AIM: Select every line in the material below that contains the string "nose" and copy each one in full.

>> START MATERIAL TO PROCESS

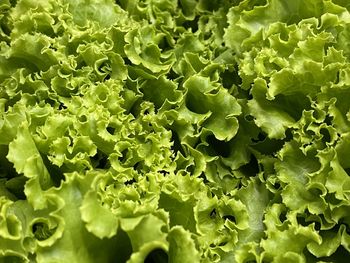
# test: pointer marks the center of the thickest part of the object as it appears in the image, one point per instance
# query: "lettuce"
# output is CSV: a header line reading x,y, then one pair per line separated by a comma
x,y
174,131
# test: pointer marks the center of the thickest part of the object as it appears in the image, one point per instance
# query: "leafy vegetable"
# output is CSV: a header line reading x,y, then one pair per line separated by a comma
x,y
174,131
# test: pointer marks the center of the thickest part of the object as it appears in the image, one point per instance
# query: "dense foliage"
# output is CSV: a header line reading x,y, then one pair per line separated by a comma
x,y
174,131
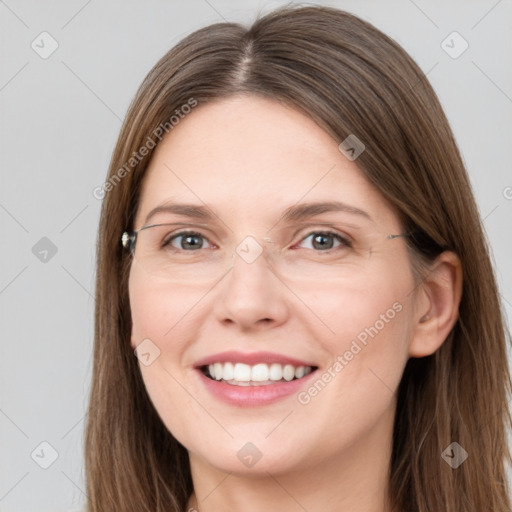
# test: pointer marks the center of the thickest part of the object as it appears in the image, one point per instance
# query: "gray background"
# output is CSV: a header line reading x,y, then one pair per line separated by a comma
x,y
60,117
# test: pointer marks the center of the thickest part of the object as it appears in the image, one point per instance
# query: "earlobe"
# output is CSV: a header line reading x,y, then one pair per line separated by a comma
x,y
437,305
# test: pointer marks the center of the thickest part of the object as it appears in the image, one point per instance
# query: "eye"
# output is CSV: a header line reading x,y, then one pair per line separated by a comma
x,y
325,240
190,241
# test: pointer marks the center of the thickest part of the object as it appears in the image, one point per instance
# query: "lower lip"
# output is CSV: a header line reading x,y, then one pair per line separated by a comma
x,y
248,396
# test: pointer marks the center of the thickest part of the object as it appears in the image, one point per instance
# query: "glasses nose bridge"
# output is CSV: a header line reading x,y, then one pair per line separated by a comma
x,y
252,248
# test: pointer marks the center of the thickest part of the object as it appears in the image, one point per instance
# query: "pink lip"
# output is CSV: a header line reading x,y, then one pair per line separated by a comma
x,y
250,396
253,358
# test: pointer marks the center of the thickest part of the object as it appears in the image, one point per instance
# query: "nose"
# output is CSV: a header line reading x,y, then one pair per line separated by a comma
x,y
252,296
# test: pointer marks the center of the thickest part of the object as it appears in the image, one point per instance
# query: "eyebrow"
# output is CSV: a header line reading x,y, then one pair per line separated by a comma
x,y
295,213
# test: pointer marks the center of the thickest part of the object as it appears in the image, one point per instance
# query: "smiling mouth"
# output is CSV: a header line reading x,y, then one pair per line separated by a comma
x,y
262,374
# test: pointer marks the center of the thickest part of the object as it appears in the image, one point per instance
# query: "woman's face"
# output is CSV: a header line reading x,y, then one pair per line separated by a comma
x,y
264,292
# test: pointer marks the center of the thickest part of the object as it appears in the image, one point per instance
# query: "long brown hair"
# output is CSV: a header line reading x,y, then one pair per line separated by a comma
x,y
351,79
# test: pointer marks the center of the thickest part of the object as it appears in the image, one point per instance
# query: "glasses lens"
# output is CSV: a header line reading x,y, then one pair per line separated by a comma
x,y
171,253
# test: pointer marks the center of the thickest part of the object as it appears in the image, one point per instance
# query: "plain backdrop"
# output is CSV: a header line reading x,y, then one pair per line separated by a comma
x,y
60,116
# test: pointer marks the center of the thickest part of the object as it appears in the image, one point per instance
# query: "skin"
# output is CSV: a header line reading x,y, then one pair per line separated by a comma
x,y
249,159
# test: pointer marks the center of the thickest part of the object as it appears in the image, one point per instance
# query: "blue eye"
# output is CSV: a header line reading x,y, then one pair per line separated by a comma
x,y
324,240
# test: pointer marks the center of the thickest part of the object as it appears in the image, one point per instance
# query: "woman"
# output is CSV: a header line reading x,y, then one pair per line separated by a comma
x,y
290,247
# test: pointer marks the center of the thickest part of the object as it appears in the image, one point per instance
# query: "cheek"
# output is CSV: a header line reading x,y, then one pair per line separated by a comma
x,y
159,310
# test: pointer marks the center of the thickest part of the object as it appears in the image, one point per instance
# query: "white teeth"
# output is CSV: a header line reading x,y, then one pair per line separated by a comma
x,y
217,367
276,371
259,373
288,372
299,372
228,372
243,374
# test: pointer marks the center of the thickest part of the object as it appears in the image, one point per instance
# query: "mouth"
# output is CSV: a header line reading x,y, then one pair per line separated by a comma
x,y
260,374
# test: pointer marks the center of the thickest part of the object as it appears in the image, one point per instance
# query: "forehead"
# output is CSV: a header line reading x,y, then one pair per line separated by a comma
x,y
249,157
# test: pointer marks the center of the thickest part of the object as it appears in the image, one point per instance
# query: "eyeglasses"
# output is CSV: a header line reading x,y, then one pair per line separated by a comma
x,y
181,252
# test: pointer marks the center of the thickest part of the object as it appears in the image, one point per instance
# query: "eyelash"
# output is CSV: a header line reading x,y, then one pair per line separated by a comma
x,y
344,241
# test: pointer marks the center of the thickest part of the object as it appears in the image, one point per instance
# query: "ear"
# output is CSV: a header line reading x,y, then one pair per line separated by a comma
x,y
437,305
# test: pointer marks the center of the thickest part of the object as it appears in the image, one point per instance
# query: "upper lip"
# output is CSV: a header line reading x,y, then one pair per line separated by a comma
x,y
250,358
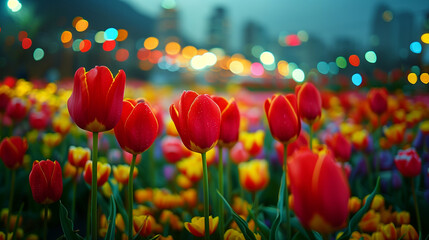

>> END MATERIAL TO PROCESS

SOLVED EXERCISE:
# query: "glasses nose bridge"
# query: "nose"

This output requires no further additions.